[start of RECORDS SUPPLIED]

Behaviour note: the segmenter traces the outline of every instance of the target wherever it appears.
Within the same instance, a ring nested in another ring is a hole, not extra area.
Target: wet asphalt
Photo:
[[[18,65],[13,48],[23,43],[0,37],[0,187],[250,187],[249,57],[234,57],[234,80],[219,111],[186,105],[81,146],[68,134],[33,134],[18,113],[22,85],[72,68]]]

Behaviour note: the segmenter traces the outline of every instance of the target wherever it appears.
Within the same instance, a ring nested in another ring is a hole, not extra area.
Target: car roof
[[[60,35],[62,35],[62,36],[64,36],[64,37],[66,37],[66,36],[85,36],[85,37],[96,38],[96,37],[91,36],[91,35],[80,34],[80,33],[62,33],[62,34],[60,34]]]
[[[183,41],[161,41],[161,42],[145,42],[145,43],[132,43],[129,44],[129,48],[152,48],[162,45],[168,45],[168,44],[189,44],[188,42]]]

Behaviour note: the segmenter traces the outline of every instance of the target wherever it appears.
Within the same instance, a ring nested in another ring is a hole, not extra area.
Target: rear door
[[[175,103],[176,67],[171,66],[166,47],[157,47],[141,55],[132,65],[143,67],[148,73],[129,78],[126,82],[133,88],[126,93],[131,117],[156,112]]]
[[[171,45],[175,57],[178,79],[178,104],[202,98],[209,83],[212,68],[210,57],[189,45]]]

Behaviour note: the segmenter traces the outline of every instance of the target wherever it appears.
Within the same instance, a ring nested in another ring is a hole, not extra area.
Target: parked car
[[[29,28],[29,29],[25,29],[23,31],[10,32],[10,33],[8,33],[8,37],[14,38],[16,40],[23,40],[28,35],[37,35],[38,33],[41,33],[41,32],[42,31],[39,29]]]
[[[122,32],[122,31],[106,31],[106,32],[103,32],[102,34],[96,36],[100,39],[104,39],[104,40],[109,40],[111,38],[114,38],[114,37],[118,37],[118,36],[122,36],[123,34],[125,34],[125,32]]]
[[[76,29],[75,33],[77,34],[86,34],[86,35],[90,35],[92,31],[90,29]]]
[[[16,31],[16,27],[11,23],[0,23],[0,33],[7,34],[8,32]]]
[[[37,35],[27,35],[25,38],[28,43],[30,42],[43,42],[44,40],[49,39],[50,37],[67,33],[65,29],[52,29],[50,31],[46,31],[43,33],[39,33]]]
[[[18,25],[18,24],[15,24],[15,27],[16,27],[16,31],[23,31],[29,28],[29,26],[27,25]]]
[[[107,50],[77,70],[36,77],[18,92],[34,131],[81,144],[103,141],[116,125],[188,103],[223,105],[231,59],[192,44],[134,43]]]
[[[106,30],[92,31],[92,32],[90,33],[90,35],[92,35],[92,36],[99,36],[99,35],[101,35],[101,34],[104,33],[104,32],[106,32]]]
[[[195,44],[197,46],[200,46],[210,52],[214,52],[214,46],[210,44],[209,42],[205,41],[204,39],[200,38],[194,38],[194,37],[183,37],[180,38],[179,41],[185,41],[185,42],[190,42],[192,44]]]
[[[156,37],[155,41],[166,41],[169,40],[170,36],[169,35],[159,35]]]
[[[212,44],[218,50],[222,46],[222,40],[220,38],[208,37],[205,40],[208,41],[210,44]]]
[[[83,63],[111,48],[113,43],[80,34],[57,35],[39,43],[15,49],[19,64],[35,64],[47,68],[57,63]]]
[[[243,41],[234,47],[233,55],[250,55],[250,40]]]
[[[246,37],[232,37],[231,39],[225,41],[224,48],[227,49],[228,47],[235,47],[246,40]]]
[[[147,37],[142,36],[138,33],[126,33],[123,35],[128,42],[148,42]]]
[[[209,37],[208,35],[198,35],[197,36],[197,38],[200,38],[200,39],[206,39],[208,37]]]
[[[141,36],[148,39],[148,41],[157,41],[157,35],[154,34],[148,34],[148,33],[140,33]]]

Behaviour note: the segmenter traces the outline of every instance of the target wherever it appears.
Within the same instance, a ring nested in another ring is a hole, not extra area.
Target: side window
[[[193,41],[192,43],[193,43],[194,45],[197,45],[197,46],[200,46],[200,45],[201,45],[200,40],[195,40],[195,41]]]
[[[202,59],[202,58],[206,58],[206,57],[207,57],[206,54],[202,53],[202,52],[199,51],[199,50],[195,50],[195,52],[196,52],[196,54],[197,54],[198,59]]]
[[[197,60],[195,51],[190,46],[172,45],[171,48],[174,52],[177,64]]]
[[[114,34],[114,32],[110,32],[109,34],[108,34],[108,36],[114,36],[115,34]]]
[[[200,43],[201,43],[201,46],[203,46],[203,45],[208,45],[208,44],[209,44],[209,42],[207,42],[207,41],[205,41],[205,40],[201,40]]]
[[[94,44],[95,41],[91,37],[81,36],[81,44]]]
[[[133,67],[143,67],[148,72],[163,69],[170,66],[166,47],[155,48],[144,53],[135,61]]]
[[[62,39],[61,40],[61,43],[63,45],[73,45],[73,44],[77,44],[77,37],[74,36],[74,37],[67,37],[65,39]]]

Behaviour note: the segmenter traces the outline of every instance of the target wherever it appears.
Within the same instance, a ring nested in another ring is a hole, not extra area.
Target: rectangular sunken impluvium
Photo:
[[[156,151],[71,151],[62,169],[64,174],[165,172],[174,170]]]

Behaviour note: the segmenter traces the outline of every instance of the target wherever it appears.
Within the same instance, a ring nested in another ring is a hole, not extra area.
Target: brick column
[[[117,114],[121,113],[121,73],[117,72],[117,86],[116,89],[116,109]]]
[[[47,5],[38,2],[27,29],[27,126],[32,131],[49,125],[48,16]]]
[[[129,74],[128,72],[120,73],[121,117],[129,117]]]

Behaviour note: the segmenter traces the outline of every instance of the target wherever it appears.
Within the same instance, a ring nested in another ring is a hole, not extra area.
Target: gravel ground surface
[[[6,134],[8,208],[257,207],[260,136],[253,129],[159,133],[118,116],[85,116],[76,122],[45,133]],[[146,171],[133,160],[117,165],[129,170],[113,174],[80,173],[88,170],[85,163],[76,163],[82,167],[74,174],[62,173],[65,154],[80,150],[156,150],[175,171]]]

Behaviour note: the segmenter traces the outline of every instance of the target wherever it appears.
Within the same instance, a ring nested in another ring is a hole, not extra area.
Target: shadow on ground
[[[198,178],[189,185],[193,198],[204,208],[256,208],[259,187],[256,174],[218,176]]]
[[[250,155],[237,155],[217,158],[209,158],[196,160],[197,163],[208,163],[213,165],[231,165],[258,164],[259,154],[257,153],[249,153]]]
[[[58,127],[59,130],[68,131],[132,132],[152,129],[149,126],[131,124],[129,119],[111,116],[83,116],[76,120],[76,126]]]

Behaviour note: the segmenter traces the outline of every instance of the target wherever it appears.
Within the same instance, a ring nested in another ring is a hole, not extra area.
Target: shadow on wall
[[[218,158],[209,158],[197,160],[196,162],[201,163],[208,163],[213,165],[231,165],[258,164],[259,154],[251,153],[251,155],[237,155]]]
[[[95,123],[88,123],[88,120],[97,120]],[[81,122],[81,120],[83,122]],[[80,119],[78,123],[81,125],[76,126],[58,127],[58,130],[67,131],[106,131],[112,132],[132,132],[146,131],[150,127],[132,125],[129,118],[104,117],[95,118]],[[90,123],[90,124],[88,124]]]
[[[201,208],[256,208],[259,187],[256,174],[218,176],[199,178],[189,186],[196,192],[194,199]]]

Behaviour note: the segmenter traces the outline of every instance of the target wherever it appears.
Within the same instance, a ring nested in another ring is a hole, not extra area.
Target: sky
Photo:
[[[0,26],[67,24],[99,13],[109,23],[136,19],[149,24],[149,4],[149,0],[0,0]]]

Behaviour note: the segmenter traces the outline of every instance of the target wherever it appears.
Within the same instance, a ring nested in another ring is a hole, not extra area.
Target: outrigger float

[end of RECORDS SUPPLIED]

__WHAT THE TASK REQUIRES__:
Copy every line of the records word for word.

__FINAL RESULT__:
Behaviour note: the segmenter traces the outline of every instance of the target wherever it appears.
Within the same instance, a ring nested in another ring is a hole, not extra area.
Target: wet asphalt
Photo:
[[[18,65],[13,48],[23,43],[0,37],[0,187],[250,187],[249,57],[234,57],[234,80],[219,111],[186,105],[81,146],[68,134],[33,134],[18,113],[22,85],[72,68]]]

Behaviour note: the segmenter traces the outline of every instance of the target wherever it appears.
Within the same instance, a ring nested in another ring is a hole, not extra area.
Target: car roof
[[[60,35],[62,35],[62,36],[64,36],[64,37],[66,37],[66,36],[85,36],[85,37],[96,38],[96,37],[91,36],[91,35],[80,34],[80,33],[62,33],[62,34],[60,34]]]
[[[183,41],[161,41],[161,42],[145,42],[145,43],[132,43],[129,44],[129,48],[152,48],[162,45],[168,45],[168,44],[189,44],[188,42]]]

Behaviour note: the segmenter traces the outline of every instance of the target wherever it appears.
Within the same instance, a ring nested in another ring is a hole, not extra area.
Target: rear door
[[[175,103],[176,67],[171,66],[166,47],[157,47],[141,55],[132,65],[143,67],[148,73],[129,78],[126,82],[133,88],[126,93],[131,117],[156,112]]]
[[[171,45],[175,57],[178,79],[178,104],[202,98],[209,83],[212,68],[210,57],[189,45]]]

Behaviour note: the segmenter traces the outline of every instance of the target wherever it appears.
Within the same instance, a ring nested in another ring is a hole, not extra area.
Target: parked car
[[[29,28],[29,29],[25,29],[23,31],[10,32],[10,33],[8,33],[8,37],[14,38],[16,40],[23,40],[28,35],[37,35],[38,33],[41,33],[41,32],[42,31],[39,29]]]
[[[122,32],[122,31],[106,31],[106,32],[103,32],[102,34],[96,36],[100,39],[104,39],[104,40],[109,40],[111,38],[114,38],[114,37],[118,37],[118,36],[122,36],[123,34],[125,34],[125,32]]]
[[[76,29],[75,33],[77,34],[86,34],[86,35],[90,35],[92,31],[90,29]]]
[[[16,31],[16,27],[11,23],[0,23],[0,33],[7,34],[8,32]]]
[[[37,35],[27,35],[25,38],[28,43],[30,42],[43,42],[44,40],[49,39],[50,37],[67,33],[65,29],[52,29],[50,31],[46,31],[43,33],[39,33]]]
[[[18,25],[18,24],[15,24],[15,27],[16,27],[16,31],[23,31],[29,28],[29,26],[27,25]]]
[[[107,50],[77,70],[36,77],[18,92],[34,131],[81,144],[103,141],[116,125],[188,103],[223,105],[231,59],[192,44],[134,43]]]
[[[106,30],[92,31],[92,32],[90,33],[90,35],[92,35],[92,36],[99,36],[99,35],[101,35],[101,34],[104,33],[104,32],[106,32]]]
[[[195,44],[197,46],[200,46],[210,52],[214,52],[214,46],[210,44],[209,42],[205,41],[204,39],[200,38],[194,38],[194,37],[183,37],[180,38],[179,41],[185,41],[185,42],[190,42],[192,44]]]
[[[156,37],[155,41],[166,41],[169,40],[170,36],[169,35],[159,35]]]
[[[212,44],[218,50],[222,46],[222,40],[220,38],[208,37],[205,40],[208,41],[210,44]]]
[[[83,63],[111,48],[113,43],[80,34],[57,35],[39,43],[15,49],[19,64],[35,64],[47,68],[57,63]]]
[[[243,41],[234,47],[233,55],[250,55],[250,40]]]
[[[246,37],[232,37],[231,39],[225,41],[224,48],[227,49],[228,47],[235,47],[246,40]]]
[[[147,37],[142,36],[138,33],[126,33],[123,35],[128,42],[148,42]]]
[[[209,37],[208,35],[198,35],[197,36],[197,38],[200,38],[200,39],[206,39],[208,37]]]
[[[141,36],[148,39],[148,41],[157,41],[157,35],[154,34],[148,34],[148,33],[140,33]]]

Behaviour note: the segmenter traces the outline of every instance of the target wherever it appears.
Within the same instance, a ring nested in another ring is a hole, not extra area.
Target: side window
[[[193,41],[192,43],[193,43],[194,45],[197,45],[197,46],[200,46],[200,45],[201,45],[200,40],[195,40],[195,41]]]
[[[202,59],[202,58],[206,58],[206,57],[207,57],[206,54],[202,53],[202,52],[199,51],[199,50],[195,50],[195,52],[196,52],[196,54],[197,54],[198,59]]]
[[[197,60],[195,51],[190,46],[172,45],[171,48],[174,52],[177,64]]]
[[[114,34],[114,32],[110,32],[109,34],[108,34],[108,36],[114,36],[115,34]]]
[[[200,43],[201,43],[201,46],[203,46],[203,45],[208,45],[208,44],[209,44],[209,42],[207,42],[207,41],[205,41],[205,40],[201,40]]]
[[[94,44],[95,41],[91,37],[81,36],[81,44]]]
[[[133,67],[143,67],[148,72],[163,69],[170,66],[166,47],[155,48],[144,53],[135,61]]]
[[[62,39],[61,40],[61,43],[63,45],[73,45],[73,44],[77,44],[77,37],[74,36],[74,37],[67,37],[65,39]]]

Behaviour note: the segmenter traces the outline of every instance of the target wherever it appears.
Within the same instance, a ring nested in another ring is a hole, not extra area.
Target: rectangular sunken impluvium
Photo:
[[[156,151],[71,151],[62,169],[64,174],[165,172],[174,170]]]

Behaviour note: the segmenter traces the outline of every instance of the target wherever it appears.
Within the same instance, a ring nested in another ring is a hole, not extra area.
Target: brick column
[[[117,114],[121,113],[121,73],[117,72],[117,86],[116,89],[116,109]]]
[[[47,5],[38,2],[27,29],[27,126],[32,131],[49,125],[48,16]]]
[[[129,74],[128,72],[120,73],[121,117],[129,117]]]

Behaviour note: the segmenter traces the outline of every instance of the target wherever it appears.
Within the same instance, a ring nested in another ring is a hole, not extra area.
Target: gravel ground surface
[[[6,134],[8,208],[257,207],[260,136],[253,129],[159,133],[118,116],[85,116],[76,122],[45,133]],[[146,171],[133,160],[117,165],[129,170],[113,174],[80,173],[88,170],[85,163],[76,163],[82,167],[74,174],[62,173],[65,154],[80,150],[156,150],[175,171]]]

Behaviour note: the segmenter traces the outline of every instance of the target wherever it appears.
Within the same instance, a ring nested in another ring is a hole, not extra area.
Target: shadow on ground
[[[198,178],[189,185],[193,198],[204,208],[256,208],[259,187],[256,174],[218,176]]]
[[[250,155],[237,155],[217,158],[209,158],[196,160],[197,163],[208,163],[213,165],[231,165],[258,164],[259,154],[257,153],[249,153]]]
[[[58,127],[59,130],[68,131],[132,132],[152,129],[149,126],[131,124],[129,119],[111,116],[83,116],[76,120],[76,126]]]

Behaviour note: the segmenter traces the outline of every instance of the target wherever it appears.
Within the same instance, a ring nested in another ring is a hole, not extra area.
Target: shadow on wall
[[[218,158],[209,158],[197,160],[196,162],[201,163],[208,163],[213,165],[231,165],[258,164],[259,154],[251,153],[251,155],[237,155]]]
[[[95,123],[88,123],[88,120],[97,120]],[[81,122],[81,120],[83,122]],[[80,119],[78,123],[81,125],[76,126],[58,127],[58,130],[67,131],[106,131],[112,132],[132,132],[146,131],[150,127],[132,125],[129,118],[104,117],[95,118]],[[90,123],[90,124],[88,124]]]
[[[201,208],[256,208],[259,187],[256,174],[218,176],[199,178],[189,186],[196,192],[194,199]]]

Behaviour note: the segmenter traces the outline of every instance of the target wherever it appears.
Within the same instance, a ring nested in another ring is a hole, not extra area.
Target: sky
Photo:
[[[0,26],[67,24],[99,13],[109,23],[136,19],[149,24],[149,4],[149,0],[0,0]]]

Behaviour note: the segmenter traces the outline of every instance of the target wherever it appears.
Within the same instance, a ring nested in another ring is a hole, not extra area.
Target: outrigger float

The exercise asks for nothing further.